State how many lines of the records contain the word "window". Give only the number.
==== Provided information
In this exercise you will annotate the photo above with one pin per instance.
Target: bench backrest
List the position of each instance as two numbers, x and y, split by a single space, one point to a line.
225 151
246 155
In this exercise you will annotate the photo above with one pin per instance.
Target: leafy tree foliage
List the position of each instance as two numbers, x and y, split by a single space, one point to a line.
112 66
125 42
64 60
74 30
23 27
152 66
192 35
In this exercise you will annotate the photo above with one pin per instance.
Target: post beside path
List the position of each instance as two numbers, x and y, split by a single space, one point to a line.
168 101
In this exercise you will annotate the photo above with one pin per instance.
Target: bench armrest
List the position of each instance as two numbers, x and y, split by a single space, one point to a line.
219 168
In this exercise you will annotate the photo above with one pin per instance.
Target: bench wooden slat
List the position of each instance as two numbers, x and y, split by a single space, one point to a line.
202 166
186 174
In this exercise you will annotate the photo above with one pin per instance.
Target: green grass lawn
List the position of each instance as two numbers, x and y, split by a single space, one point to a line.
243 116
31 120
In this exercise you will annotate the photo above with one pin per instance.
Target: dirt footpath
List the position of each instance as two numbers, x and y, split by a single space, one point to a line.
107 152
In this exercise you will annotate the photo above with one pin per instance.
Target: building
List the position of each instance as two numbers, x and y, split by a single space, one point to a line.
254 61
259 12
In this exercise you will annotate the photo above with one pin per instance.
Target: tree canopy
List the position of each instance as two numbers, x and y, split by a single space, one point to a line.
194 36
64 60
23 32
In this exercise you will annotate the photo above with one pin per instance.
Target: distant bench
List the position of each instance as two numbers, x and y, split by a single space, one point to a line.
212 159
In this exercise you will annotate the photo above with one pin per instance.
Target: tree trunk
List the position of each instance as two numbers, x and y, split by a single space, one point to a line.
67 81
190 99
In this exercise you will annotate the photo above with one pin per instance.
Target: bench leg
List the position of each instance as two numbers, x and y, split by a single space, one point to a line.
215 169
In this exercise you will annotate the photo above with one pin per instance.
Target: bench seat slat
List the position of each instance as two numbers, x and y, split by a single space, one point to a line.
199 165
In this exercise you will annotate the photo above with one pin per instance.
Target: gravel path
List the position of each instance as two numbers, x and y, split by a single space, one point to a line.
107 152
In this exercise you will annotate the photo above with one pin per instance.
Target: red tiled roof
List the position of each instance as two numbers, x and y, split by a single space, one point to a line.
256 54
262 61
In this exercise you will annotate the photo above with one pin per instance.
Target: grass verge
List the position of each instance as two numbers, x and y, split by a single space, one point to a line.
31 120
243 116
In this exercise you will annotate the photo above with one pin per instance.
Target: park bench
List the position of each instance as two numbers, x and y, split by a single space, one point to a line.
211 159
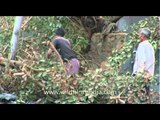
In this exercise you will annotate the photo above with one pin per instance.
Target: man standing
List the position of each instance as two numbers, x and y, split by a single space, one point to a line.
145 55
63 46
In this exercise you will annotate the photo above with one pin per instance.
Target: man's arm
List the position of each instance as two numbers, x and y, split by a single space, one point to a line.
1 57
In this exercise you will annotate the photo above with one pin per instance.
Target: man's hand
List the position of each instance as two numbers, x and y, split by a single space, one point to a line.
1 57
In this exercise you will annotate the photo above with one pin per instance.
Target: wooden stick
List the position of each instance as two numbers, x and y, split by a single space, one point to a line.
58 55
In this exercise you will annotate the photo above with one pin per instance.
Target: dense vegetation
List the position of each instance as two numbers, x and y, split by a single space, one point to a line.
42 80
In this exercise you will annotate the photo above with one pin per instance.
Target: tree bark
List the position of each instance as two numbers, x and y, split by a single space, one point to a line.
95 24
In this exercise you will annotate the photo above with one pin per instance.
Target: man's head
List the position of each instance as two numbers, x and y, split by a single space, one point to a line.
60 32
144 34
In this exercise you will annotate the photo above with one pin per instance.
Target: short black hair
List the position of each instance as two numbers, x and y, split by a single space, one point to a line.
60 32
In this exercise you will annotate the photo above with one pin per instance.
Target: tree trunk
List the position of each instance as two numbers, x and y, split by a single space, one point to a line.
95 24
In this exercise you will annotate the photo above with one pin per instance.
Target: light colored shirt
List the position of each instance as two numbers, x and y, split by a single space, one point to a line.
144 54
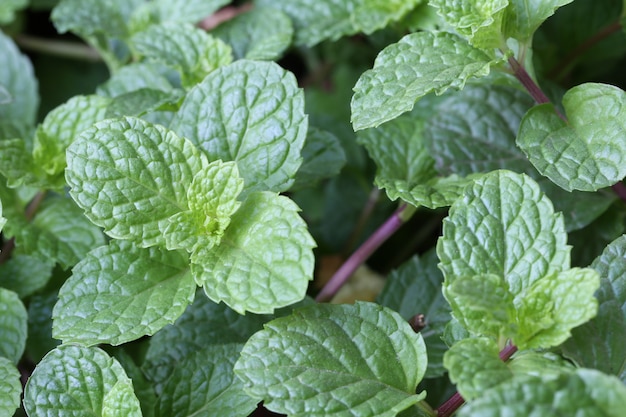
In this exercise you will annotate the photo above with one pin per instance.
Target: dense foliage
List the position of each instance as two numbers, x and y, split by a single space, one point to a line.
178 179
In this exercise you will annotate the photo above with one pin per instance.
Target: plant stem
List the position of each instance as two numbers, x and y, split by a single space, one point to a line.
397 219
453 403
605 32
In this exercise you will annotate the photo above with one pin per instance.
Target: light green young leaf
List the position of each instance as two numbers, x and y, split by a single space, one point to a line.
208 374
18 80
261 33
25 274
589 151
59 232
323 157
523 17
601 343
475 366
13 325
583 393
212 199
61 126
10 387
120 292
479 21
94 17
264 260
315 21
73 380
190 50
130 176
7 14
135 77
403 72
334 359
203 324
415 288
474 130
251 112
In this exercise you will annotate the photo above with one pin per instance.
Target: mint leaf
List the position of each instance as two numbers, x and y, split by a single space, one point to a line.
208 373
601 343
479 21
130 176
589 151
119 293
189 50
18 81
333 359
323 157
25 274
203 324
331 19
60 232
13 325
405 71
506 275
260 33
250 112
264 260
523 17
585 393
74 380
415 288
212 199
61 126
474 130
474 366
7 14
135 77
10 387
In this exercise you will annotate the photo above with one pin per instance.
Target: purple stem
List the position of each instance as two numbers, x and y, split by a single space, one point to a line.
361 254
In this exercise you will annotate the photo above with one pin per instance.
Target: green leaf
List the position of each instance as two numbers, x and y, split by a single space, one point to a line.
479 21
10 387
189 50
415 288
130 176
7 14
475 366
251 112
61 126
264 260
403 72
203 324
72 380
323 157
60 232
19 84
523 17
184 11
212 199
13 325
135 77
260 33
589 151
474 130
601 343
119 293
334 359
25 274
315 21
505 261
584 393
208 374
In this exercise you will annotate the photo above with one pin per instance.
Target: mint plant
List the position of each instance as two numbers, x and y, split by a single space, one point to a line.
166 231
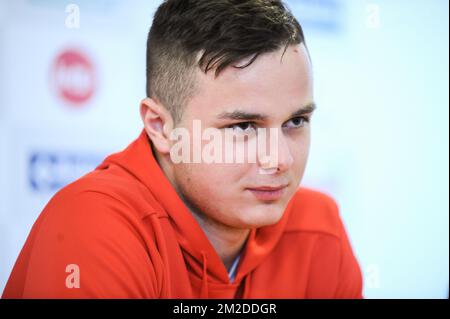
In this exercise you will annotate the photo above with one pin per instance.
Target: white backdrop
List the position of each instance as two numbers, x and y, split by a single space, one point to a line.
72 75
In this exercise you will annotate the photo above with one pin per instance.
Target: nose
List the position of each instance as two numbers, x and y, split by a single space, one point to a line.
279 159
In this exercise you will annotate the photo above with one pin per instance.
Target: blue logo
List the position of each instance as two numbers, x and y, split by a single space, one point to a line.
50 171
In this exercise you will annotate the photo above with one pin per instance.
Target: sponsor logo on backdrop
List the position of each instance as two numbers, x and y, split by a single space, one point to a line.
73 77
49 171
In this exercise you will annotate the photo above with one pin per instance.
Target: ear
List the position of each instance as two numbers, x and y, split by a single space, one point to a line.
158 124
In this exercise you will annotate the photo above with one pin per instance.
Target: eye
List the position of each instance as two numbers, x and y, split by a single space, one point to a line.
297 122
243 127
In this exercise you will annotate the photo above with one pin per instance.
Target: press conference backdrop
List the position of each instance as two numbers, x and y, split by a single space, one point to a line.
72 75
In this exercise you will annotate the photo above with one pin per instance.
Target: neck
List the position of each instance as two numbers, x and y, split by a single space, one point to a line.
227 241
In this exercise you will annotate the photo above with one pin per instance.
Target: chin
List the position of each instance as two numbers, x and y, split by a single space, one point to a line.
262 216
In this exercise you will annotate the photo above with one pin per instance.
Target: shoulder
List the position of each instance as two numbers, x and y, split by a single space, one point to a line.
314 211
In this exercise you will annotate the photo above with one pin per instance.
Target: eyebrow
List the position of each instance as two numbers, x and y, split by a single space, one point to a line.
241 115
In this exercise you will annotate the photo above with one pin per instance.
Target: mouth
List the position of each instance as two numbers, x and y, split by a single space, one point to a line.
268 193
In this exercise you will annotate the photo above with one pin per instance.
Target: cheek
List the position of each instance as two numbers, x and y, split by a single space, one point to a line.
210 181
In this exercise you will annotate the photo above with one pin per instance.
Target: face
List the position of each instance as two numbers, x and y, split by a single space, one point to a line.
273 92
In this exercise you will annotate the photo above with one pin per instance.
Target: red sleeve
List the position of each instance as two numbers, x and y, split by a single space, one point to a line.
350 282
84 245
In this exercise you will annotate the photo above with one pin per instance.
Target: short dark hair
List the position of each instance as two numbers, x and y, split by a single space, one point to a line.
211 34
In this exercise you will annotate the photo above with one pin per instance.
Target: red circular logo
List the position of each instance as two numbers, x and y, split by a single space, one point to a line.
73 77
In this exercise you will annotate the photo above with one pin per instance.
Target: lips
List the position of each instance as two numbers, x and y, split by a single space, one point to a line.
268 193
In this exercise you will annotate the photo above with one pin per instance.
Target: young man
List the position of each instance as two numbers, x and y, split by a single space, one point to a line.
146 224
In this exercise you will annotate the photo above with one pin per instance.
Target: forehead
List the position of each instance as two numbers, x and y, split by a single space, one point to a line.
275 83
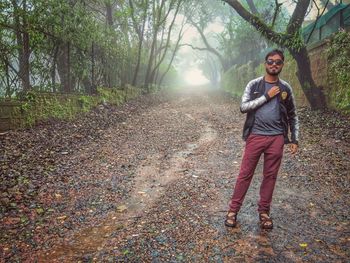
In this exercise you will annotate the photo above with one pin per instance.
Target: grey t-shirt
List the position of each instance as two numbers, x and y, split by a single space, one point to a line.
267 117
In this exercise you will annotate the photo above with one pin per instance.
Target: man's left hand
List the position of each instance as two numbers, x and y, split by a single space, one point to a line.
293 148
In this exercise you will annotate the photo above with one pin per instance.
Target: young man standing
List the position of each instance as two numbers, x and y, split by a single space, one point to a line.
270 107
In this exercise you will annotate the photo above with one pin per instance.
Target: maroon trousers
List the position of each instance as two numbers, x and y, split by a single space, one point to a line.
256 145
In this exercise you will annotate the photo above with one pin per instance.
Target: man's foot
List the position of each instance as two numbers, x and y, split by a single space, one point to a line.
231 219
265 221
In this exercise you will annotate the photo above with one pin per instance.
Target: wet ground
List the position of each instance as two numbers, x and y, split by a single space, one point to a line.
150 182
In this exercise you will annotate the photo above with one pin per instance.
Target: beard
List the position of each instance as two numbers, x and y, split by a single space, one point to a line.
273 71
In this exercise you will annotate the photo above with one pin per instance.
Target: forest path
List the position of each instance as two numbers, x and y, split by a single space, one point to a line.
155 185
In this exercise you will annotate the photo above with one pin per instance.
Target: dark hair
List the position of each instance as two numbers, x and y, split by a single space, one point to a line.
275 52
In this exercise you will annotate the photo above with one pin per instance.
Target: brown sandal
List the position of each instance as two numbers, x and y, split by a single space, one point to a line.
265 221
231 219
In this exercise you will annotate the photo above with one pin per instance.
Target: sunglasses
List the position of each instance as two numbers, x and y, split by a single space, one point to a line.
270 62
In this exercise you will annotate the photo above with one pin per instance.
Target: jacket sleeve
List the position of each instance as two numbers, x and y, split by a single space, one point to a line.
293 120
250 103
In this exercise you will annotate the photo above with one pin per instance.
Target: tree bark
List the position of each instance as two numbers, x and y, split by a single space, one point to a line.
313 93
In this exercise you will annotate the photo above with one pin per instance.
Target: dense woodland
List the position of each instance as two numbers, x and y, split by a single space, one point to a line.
79 45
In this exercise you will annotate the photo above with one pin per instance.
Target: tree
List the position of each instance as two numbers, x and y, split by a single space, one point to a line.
290 39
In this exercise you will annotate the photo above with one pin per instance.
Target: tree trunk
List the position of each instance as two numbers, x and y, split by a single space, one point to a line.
22 38
313 93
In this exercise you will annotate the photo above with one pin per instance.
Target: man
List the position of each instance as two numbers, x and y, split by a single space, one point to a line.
270 107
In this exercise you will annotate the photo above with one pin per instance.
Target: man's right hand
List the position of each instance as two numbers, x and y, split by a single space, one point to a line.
273 91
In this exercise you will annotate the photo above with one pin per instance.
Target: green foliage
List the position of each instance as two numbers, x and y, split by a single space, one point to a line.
339 70
35 106
236 78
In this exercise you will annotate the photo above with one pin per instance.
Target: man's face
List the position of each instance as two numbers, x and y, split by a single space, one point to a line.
274 65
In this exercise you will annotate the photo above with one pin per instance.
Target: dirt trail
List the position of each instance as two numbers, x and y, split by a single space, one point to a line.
155 187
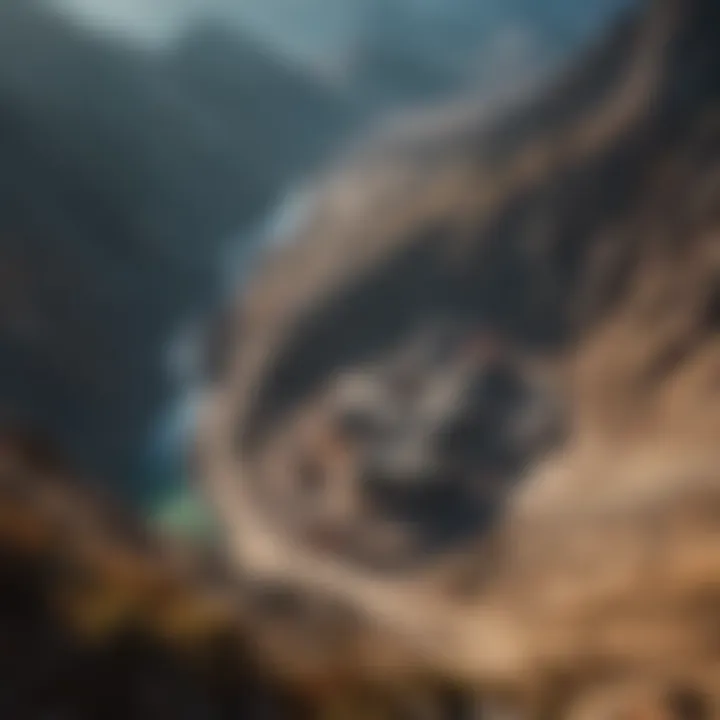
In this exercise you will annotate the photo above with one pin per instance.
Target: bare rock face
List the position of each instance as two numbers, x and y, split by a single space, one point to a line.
476 399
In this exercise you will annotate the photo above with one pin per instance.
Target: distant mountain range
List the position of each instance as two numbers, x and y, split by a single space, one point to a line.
128 170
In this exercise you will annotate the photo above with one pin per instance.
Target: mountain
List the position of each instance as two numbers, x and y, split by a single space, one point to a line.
125 174
473 395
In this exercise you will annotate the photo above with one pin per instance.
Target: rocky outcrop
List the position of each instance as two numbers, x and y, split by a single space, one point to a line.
475 401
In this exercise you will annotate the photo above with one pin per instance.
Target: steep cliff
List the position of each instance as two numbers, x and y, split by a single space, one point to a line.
475 398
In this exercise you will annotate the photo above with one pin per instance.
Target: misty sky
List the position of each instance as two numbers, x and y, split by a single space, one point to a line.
314 31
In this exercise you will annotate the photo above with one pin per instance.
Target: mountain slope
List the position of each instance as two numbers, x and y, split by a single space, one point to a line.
503 342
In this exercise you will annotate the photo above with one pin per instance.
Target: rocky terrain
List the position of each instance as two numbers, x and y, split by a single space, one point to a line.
462 428
125 174
474 400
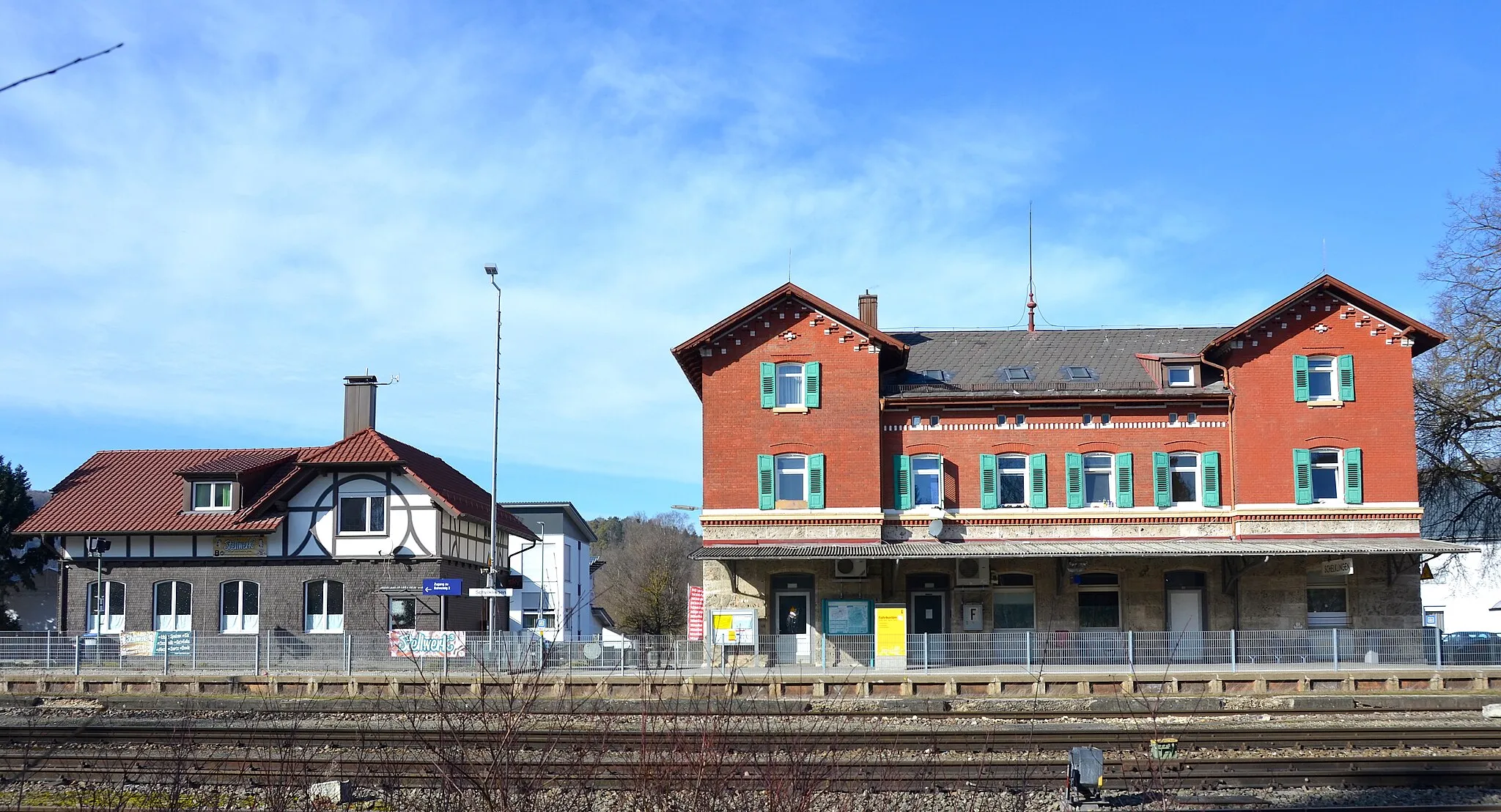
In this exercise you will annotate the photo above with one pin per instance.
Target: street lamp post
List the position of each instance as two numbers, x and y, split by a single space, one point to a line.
494 461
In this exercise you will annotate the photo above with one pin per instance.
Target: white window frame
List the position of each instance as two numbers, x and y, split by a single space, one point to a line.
174 620
1110 478
1339 475
239 621
323 621
113 621
212 491
1170 369
800 376
1002 458
368 498
1198 478
1327 366
776 479
916 490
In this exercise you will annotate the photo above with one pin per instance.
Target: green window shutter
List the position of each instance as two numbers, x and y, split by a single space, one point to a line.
902 476
1074 479
989 495
1124 497
1354 479
1302 476
1161 481
812 385
1300 379
763 467
816 481
1347 377
1210 462
1038 479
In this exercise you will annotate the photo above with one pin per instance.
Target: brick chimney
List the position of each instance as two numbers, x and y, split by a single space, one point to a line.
359 404
868 309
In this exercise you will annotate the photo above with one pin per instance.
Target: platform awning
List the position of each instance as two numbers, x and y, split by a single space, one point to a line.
1137 548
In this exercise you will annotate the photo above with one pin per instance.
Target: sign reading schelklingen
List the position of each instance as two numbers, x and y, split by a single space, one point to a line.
239 547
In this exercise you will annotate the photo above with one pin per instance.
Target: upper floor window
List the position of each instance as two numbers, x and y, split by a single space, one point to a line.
926 481
323 607
212 495
1011 482
792 481
362 514
1327 476
1180 376
1098 478
1323 379
792 385
172 605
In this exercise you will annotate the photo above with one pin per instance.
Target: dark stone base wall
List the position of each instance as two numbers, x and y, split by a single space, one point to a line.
365 607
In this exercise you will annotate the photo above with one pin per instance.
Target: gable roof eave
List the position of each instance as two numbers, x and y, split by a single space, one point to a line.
1423 336
693 366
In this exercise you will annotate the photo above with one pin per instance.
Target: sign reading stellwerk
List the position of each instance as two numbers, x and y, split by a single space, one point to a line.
410 643
696 613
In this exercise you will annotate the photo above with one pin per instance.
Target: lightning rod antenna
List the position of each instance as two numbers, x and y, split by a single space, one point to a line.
1032 289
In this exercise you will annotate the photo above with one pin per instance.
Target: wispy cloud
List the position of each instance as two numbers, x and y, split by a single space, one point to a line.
249 203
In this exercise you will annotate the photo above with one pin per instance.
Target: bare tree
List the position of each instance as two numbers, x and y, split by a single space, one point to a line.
646 575
1459 382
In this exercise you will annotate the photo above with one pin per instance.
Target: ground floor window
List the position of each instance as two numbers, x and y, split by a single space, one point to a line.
172 605
1329 601
402 613
1099 601
1015 602
106 605
240 607
323 608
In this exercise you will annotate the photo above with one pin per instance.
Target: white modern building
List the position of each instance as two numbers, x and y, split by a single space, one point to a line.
557 591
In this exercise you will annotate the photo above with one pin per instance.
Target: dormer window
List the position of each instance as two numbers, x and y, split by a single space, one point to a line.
212 495
1180 376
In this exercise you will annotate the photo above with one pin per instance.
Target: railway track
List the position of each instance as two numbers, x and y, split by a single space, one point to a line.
1002 739
385 769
========
**Response to this exercise**
5